List each line in the items below that contains the word "rough".

(Beginning of SOURCE MATERIAL)

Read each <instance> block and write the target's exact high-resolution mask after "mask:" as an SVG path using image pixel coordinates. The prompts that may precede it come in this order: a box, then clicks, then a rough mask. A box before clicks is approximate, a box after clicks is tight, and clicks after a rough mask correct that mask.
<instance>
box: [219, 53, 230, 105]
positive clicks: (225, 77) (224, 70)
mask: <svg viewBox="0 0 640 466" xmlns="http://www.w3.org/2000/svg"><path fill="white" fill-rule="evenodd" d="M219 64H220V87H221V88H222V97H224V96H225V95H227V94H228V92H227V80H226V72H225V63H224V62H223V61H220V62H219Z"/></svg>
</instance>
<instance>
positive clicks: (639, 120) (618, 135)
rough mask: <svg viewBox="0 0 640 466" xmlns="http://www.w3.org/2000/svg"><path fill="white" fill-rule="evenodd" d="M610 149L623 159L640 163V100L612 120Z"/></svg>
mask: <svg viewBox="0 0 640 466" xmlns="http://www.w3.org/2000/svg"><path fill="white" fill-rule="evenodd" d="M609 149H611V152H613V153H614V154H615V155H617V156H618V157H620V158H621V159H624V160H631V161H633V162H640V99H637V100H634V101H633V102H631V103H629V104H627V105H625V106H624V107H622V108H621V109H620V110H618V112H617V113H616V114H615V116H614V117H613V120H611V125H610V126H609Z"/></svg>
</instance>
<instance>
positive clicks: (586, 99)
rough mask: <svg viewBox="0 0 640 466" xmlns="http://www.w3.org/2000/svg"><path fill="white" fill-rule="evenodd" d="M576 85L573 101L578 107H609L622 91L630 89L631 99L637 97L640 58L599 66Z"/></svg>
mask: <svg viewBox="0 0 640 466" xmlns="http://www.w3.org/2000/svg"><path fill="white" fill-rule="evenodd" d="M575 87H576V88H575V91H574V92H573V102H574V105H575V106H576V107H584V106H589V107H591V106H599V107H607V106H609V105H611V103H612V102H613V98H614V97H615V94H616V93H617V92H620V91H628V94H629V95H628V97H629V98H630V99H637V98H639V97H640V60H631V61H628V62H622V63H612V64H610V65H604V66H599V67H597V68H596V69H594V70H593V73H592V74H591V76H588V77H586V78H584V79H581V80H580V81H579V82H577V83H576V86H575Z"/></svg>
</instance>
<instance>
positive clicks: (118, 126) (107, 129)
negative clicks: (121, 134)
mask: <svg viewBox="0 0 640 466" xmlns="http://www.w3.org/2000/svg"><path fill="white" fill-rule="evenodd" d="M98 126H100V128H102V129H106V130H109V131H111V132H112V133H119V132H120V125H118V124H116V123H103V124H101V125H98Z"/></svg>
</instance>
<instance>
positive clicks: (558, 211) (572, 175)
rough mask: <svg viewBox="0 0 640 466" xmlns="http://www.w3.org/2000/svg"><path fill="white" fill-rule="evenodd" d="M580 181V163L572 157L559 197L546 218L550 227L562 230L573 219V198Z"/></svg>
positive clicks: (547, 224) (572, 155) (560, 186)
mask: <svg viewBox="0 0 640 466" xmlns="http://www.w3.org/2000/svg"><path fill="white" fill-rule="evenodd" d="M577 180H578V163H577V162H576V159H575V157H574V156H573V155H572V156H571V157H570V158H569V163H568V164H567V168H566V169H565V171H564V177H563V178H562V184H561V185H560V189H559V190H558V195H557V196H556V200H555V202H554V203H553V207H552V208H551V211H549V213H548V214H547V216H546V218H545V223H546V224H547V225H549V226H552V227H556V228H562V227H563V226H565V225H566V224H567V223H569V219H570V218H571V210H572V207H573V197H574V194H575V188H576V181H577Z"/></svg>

(End of SOURCE MATERIAL)

* **RESULT OF THE EXERCISE**:
Read each <instance> block and write the target's exact high-resolution mask after "mask:" as an SVG path using image pixel coordinates. The prompts that may precede it come in this order: a box, then clicks, then a rough mask. A box before clicks is approximate, a box after clicks is tight, and clicks after a rough mask correct that mask.
rough mask: <svg viewBox="0 0 640 466" xmlns="http://www.w3.org/2000/svg"><path fill="white" fill-rule="evenodd" d="M610 149L623 159L640 163V100L612 120Z"/></svg>
rough mask: <svg viewBox="0 0 640 466" xmlns="http://www.w3.org/2000/svg"><path fill="white" fill-rule="evenodd" d="M576 85L573 101L578 107H609L622 91L630 89L631 99L637 97L640 58L599 66Z"/></svg>
rough mask: <svg viewBox="0 0 640 466" xmlns="http://www.w3.org/2000/svg"><path fill="white" fill-rule="evenodd" d="M580 181V163L572 157L559 197L546 218L550 227L562 230L573 219V198Z"/></svg>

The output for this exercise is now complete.